→ **Assignment**: Reproduce every entry exactly and leave its pictures out.

→ **Data in this exercise**:
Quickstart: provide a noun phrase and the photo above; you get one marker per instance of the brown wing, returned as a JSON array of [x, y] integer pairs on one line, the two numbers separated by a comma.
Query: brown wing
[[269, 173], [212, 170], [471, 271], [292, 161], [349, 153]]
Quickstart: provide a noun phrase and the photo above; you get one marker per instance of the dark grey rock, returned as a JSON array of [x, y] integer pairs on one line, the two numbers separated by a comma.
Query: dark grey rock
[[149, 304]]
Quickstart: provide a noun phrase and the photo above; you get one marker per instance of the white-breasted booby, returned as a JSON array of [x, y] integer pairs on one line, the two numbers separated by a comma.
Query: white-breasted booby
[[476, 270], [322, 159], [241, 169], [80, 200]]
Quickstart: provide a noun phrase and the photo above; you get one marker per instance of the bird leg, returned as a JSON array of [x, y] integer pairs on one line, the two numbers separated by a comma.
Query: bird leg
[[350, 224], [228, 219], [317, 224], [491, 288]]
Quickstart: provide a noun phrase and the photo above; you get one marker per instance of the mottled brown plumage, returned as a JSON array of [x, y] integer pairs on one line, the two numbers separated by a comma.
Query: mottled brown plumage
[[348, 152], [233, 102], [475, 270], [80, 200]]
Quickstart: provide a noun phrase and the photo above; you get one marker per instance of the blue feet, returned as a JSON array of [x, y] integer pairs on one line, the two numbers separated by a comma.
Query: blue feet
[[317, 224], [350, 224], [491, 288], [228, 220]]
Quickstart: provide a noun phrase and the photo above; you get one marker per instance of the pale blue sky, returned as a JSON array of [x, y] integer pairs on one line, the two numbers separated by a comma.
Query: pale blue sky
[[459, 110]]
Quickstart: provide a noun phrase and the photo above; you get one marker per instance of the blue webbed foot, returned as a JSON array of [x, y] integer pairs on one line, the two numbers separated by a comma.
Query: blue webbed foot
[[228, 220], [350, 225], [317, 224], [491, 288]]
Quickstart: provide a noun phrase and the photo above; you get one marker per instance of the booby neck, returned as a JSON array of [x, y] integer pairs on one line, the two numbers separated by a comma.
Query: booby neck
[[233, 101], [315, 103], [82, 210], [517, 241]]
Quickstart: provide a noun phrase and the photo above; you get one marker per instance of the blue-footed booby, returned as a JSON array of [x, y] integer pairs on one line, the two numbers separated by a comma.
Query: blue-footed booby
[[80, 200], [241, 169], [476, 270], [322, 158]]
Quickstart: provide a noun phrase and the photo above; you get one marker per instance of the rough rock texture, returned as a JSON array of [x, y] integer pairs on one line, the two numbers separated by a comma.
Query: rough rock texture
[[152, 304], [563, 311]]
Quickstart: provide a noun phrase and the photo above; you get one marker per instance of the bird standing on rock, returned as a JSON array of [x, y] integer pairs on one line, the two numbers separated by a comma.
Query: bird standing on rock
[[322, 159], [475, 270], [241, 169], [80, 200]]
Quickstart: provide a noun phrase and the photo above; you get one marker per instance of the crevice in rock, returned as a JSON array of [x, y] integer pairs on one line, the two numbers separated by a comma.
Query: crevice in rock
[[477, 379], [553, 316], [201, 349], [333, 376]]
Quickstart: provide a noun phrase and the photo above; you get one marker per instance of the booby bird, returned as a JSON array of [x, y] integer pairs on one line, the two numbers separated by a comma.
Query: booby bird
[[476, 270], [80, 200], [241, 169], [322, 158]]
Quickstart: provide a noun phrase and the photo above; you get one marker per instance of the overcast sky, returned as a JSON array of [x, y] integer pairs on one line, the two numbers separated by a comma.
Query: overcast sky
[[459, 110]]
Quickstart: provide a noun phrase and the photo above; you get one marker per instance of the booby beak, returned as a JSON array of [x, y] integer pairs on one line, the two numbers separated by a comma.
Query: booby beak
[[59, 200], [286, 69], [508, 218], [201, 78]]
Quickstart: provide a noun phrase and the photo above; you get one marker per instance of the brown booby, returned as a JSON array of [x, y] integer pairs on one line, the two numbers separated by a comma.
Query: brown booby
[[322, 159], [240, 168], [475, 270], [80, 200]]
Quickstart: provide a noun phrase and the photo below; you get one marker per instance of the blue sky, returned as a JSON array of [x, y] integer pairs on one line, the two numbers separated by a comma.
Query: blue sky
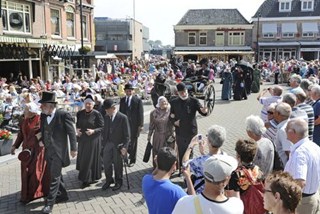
[[161, 16]]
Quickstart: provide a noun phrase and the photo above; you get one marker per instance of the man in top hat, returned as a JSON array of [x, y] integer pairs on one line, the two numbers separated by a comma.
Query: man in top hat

→ **Result**:
Quickstart: provide a noun phrase and the photo above; you get one marker per instance of the brown wing, returned as a JSON array of [x, y] integer pairs on one line, the two numbers separated by a comma.
Query: brown wing
[[269, 173], [212, 170], [471, 271], [292, 161], [349, 153]]
Quickstart: provide a noun phrase and the photo above; you get one marker per instance of the dark grey rock, returned as a JSON array of [x, y] integer pairs on one line, the two numbers separated by a comma.
Query: dark grey rock
[[149, 304]]
Quickstart: provide a noun phrase and the photo above; you get one marker per instance of the white-breasted booby, returned as a JSON array of [x, y] integer pairs on one line, the two numbers separated by a comma.
Query: white-breasted booby
[[476, 270], [322, 159], [241, 169], [80, 200]]
Quickstart: provide a noun phrase and the photo above; you get one marker per instance of the bird leg, returned as a JSON array of [x, y] integer pairs on one line, the two numbers separated by a comma.
Query: bird leg
[[350, 224], [228, 219], [317, 224], [491, 288]]
Quickstart: provide a noun phrase and the photo above; you get one marker per instance of the mottled brown plumage, returned as a JSON array of [x, y] integer pairs on one line, the two numbers separated by a comma.
Query: mottled brown plumage
[[348, 152], [233, 102], [475, 270], [80, 200]]
Quickstart: provide a noun phrase and the photo above; you get one marker per instance of the blue feet, returned as a JSON array of [x, y] integer pairs on one line, the two numbers separated by a comma.
Query: blue feet
[[317, 224], [350, 224], [491, 288], [228, 220]]
Quickstart: provide a noun phrase and the photo above; you get one marker per instance of the pale blue sky, returned as a JSON array of [x, y] integer pairs on one line, the two numbers separated by a comma.
Query: pale blue sky
[[459, 110]]
Quickstart: provide a noun phrase and the photo above; you get one marker per instance of the blue webbed foot, returned as a JSON array of [x, y] integer pairs on one line, the two numbers separated by a comma.
Query: blue webbed foot
[[228, 220], [350, 225], [317, 224], [491, 288]]
Quickstart: provide a noun phrase and the photo above; you get one marker per instance of the booby neck, returned as a JSON array of [x, y] integer pairs on one line, the two numbers separated by a comma.
Query: booby neck
[[233, 101], [315, 103], [82, 210], [517, 241]]
Quickstart: provide a noun phrase and the photo above; you get one marker per instance of the blue-footed booby, returned as a JSON array of [x, y] integer pairs on one line, the two numbers separated by a comma.
Query: blue-footed booby
[[80, 200], [241, 169], [476, 270], [322, 158]]
Quickstart: provide a noun phrase and the photo above; you get one marker per instance of the rough rock texture, returned as a JSON array of [x, y] integer pairs on one line, the two numbers separated by a comma.
Query: rough rock texture
[[152, 304], [563, 311]]
Quickstart: provide a noun phrase and the photo above; you get one marker per instance of the bird standing on rock, returned as a JSON array of [x, y] integer pairs on one line, the two numbers separated by a comma.
Query: bird standing on rock
[[322, 159], [475, 270], [241, 169], [80, 200]]
Quickstart: provide a noun phrase and the photo above; you get one marker per instance of the crevice in rock, returned as a JSON array of [x, y] integer pairs on one line, the two numbers separated by a comma.
Query: crevice in rock
[[477, 379], [553, 316], [201, 349], [333, 376]]
Quickstart: provide a noun phrase and the photo above; you get one marker per instance of the booby bird, returned as a JSON array of [x, y] integer pairs on one line, the two numbers separated by a comma.
Query: booby bird
[[476, 270], [80, 200], [241, 169], [322, 158]]
Quickstart: provide a noun phrase and the photo above; you get one marker per instance of the overcast sky, returned as a JSON array of [x, y] integer pairs on one line, the two numbers separated by a comma.
Query: overcast sky
[[459, 110]]
Quickstart: provide a noun phrase and the photo above; you get one marker per instance of the booby beak, returned as a JSON array of [x, y] integer pairs on one line, the two numbers separated by a comma.
Query: booby beak
[[59, 200], [286, 69], [508, 218], [201, 78]]
Quickstart: provide a noun phrase and the photo above; you get one marker per instance of the brown booby, returned as a JSON array of [x, y] integer pairs on one line, the two numbers separated by a comma.
Query: brown booby
[[322, 159], [240, 168], [475, 270], [80, 200]]
Quickstart: provide a noun phrase and the photo below; you get one marker per instance of the blue sky, returned as a JSON array of [x, y] integer pairs on one line, the two numbers separated by a comma.
Query: blue sky
[[161, 16]]
Quickstart: provide a noun phrase and the photo above; you get one marker per instance of the man in top hat, returned as a JSON array of [x, y] integer pairs on one line, the two numbers separated by a comma.
Query: man in top hat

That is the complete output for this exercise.